**EXCERPTED TEXT**:
%%
Resource Extraction¶

The assessor automatically extracts potentially affected resources from code:

Resource Type	Detection Pattern	Example
Files	Quoted paths, `Path()` calls	`file:/tmp/data.csv`
URLs	`http://` or `https://` patterns	`url:https://api.example.com/data`
Database tables	`FROM`, `INTO`, `UPDATE`, `DROP` clauses	`table:users`

Resources are prefixed with their type and limited to 10 total to prevent excessive output.

Impact Estimation¶

Risk Level	Estimated Impact
`CRITICAL`	"Potentially severe and irreversible impact"
`HIGH`	"Significant impact, may require manual intervention to undo"
`MEDIUM`	"Moderate impact, generally reversible"
`LOW`	"Minor impact, easily reversible"
`SAFE`	"No significant impact expected"

Examples¶

Basic Assessment¶

from rlm_code.rlm.approval import RiskAssessor, ToolRiskLevel

assessor = RiskAssessor()

# SAFE action
result = assessor.assess({"action": "code", "code": "print('hello')"})
assert result.level == ToolRiskLevel.SAFE

# MEDIUM action (file write)
result = assessor.assess({
    "action": "code",
    "code": "with open('/tmp/output.txt', 'w') as f: f.write('data')",
})
assert result.level == ToolRiskLevel.MEDIUM
assert "File modification may overwrite existing content" in result.reasons
assert result.reversible is True

# CRITICAL action (recursive delete)
result = assessor.assess({
    "action": "code",
    "code": "import subprocess; subprocess.run(['rm', '-rf', '/home/user/data'])",
})
assert result.level == ToolRiskLevel.CRITICAL
assert result.reversible is False
assert "file:/home/user/data" in result.affected_resources

Multiple Rules Triggered¶

# This code triggers both file_delete (HIGH) and subprocess_exec (MEDIUM)
result = assessor.assess({
    "action": "code",
    "code": """
import subprocess
import os
subprocess.run(['make', 'clean'])
os.remove('/tmp/build.log')
""",
})
# level = HIGH (highest of MEDIUM and HIGH)
# reasons = [
#     "File deletion may cause data loss",        # file_delete
#     "Executing system commands",                  # subprocess_exec
# ]
# reversible = False (file_delete is not reversible)
%%
**SUPPLIED MATERIAL**:
%%
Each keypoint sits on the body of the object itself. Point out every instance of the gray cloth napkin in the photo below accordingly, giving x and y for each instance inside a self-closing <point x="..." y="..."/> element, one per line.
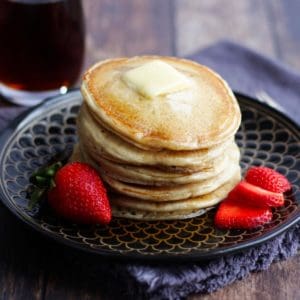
<point x="246" y="72"/>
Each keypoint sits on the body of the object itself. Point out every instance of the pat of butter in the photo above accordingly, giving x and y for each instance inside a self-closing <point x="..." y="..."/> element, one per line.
<point x="156" y="78"/>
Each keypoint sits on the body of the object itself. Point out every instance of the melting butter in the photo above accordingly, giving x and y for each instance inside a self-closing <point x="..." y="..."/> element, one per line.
%%
**GIVEN REQUEST 1**:
Answer these questions using the risk assessor documentation:
(a) What is the maximum total number of extracted resources?
(b) Which risk level is described as "Moderate impact, generally reversible"?
(c) What risk level results in the example where both file_delete and subprocess_exec are triggered?
**GIVEN REQUEST 2**: In the risk assessor documentation, extract the passage from "assert result.level == ToolRiskLevel.SAFE" to "action (recursive delete)".
The records were drawn from a separate source and are not connected to the text.

**WORKED ANSWER 1**:
(a) 10
(b) MEDIUM
(c) HIGH

**WORKED ANSWER 2**:
assert result.level == ToolRiskLevel.SAFE

# MEDIUM action (file write)
result = assessor.assess({
    "action": "code",
    "code": "with open('/tmp/output.txt', 'w') as f: f.write('data')",
})
assert result.level == ToolRiskLevel.MEDIUM
assert "File modification may overwrite existing content" in result.reasons
assert result.reversible is True

# CRITICAL action (recursive delete)